(Referring expression data)

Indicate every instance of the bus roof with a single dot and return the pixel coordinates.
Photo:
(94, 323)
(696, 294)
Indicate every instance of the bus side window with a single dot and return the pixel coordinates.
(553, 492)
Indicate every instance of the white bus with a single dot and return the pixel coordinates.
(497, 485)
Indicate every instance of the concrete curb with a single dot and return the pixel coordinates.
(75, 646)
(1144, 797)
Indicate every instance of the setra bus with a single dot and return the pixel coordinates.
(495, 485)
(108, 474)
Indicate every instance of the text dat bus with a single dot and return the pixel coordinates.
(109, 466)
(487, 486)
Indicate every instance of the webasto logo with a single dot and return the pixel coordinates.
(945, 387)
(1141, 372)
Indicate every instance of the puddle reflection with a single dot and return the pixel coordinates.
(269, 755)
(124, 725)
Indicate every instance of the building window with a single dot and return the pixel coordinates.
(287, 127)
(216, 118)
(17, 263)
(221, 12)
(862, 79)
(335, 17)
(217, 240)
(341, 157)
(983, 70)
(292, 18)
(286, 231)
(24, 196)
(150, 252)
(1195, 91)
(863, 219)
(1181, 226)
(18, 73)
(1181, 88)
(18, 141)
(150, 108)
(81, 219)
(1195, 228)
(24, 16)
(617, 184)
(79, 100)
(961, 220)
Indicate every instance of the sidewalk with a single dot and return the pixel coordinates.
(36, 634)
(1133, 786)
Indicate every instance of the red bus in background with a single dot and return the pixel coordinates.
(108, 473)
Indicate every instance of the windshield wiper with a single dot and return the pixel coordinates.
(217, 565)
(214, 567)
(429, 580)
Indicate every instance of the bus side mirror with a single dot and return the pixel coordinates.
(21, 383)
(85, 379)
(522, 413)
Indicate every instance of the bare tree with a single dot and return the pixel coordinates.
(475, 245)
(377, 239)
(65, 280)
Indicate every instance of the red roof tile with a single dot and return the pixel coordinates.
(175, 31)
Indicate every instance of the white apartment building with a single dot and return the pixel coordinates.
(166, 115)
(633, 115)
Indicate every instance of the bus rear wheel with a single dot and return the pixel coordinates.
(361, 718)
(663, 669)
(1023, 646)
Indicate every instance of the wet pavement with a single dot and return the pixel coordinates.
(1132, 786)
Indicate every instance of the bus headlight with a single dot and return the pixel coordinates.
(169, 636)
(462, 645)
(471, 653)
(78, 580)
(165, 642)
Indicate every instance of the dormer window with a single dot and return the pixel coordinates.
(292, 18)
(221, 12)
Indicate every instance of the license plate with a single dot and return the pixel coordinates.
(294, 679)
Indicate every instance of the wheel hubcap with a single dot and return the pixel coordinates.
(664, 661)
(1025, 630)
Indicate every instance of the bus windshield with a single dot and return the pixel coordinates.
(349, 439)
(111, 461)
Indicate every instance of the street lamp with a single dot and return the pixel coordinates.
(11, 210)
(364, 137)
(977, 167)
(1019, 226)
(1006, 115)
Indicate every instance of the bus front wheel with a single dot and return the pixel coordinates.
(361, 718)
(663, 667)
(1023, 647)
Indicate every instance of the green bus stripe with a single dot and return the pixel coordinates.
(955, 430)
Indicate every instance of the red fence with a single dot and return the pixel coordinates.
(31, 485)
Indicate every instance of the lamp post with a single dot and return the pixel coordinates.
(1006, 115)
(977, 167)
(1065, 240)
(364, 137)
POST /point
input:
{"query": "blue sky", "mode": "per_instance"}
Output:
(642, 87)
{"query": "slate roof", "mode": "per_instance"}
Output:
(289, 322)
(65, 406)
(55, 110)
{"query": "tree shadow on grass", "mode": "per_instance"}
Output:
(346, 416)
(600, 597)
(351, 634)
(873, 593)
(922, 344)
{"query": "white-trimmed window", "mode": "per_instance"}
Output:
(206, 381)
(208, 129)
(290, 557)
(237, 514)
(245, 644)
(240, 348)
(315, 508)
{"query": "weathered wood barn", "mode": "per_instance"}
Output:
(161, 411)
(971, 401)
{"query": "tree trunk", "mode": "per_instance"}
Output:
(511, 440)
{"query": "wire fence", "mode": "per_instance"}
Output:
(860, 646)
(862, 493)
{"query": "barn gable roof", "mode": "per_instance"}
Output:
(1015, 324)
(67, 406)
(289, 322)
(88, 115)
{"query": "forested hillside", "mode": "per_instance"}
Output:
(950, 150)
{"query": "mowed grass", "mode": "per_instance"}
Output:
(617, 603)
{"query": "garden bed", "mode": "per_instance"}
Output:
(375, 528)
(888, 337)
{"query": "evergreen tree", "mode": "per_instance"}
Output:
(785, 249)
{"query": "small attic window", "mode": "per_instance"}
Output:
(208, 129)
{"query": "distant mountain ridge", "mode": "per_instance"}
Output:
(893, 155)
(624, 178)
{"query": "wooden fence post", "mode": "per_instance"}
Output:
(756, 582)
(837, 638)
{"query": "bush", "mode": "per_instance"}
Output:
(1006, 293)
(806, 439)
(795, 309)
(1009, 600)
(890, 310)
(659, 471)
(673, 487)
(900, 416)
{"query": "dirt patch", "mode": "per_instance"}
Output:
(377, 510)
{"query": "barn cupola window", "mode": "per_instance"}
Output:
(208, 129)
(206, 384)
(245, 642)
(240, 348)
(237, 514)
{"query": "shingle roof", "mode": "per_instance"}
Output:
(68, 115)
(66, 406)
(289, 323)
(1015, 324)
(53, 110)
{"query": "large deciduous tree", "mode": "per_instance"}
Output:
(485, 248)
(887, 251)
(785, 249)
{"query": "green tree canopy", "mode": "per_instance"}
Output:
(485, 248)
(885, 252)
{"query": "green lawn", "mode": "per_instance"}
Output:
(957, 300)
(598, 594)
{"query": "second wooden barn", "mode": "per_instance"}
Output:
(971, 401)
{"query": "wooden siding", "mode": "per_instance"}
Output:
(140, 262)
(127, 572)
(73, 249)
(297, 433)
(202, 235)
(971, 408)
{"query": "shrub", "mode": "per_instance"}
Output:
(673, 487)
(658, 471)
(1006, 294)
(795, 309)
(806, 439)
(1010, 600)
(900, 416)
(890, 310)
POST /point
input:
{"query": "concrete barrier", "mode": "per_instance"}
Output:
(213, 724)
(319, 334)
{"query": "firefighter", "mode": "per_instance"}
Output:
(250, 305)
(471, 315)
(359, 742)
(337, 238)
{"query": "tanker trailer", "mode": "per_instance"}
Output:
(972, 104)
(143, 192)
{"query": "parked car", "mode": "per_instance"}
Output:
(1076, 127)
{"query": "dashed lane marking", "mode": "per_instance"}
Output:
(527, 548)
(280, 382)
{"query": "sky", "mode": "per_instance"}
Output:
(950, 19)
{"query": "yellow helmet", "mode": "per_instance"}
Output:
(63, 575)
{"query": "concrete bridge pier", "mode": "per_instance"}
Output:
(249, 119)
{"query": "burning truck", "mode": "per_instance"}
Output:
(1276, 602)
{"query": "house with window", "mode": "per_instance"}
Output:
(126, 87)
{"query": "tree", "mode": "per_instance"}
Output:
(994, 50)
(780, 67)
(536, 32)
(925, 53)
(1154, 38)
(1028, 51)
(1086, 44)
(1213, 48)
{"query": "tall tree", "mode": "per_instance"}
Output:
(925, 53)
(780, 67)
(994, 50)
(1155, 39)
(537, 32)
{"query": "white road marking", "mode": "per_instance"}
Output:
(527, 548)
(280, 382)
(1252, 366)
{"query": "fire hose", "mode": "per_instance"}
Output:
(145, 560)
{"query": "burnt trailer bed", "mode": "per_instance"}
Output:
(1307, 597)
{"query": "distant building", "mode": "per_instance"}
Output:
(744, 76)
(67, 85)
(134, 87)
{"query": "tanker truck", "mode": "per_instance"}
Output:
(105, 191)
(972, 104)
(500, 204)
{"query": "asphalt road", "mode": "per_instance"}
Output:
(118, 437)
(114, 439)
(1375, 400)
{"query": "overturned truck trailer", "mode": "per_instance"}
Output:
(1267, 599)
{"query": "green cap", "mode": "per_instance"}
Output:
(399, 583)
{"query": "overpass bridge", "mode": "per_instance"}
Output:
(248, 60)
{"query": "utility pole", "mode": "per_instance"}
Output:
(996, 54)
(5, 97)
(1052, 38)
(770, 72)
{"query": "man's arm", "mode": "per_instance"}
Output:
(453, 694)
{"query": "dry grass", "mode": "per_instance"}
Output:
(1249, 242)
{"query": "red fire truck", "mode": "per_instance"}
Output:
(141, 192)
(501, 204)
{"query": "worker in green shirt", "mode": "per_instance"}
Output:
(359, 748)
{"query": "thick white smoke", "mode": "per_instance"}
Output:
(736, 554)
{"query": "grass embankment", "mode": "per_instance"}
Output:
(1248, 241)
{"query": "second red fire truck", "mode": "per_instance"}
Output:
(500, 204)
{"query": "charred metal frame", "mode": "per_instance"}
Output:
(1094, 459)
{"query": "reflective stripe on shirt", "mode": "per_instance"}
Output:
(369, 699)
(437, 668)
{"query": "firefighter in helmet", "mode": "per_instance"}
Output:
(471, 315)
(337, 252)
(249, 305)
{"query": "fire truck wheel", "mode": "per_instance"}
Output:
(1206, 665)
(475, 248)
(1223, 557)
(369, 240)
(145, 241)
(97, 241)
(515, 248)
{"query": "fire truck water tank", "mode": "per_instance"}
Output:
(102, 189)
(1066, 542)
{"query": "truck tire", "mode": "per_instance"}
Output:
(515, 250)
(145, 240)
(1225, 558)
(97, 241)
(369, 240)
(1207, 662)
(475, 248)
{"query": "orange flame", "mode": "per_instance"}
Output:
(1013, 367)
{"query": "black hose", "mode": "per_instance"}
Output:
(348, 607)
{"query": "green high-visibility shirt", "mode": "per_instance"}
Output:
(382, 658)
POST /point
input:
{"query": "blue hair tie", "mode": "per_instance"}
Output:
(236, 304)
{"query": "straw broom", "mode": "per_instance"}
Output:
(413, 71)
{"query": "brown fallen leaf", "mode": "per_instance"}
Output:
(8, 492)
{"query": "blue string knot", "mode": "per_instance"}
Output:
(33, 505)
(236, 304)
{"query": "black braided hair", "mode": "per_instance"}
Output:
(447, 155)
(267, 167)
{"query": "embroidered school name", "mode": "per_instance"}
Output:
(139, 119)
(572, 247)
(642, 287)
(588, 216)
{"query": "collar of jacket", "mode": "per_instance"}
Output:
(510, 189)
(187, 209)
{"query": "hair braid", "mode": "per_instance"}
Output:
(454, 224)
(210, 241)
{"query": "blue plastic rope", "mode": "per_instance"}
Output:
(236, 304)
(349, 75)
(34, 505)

#### [Directions for this task]
Search the entries for the string "helmet". Copy every line that has it.

#### [Expected answer]
{"query": "yellow helmet", "mode": "per_instance"}
{"query": "firefighter in helmet", "mode": "per_instance"}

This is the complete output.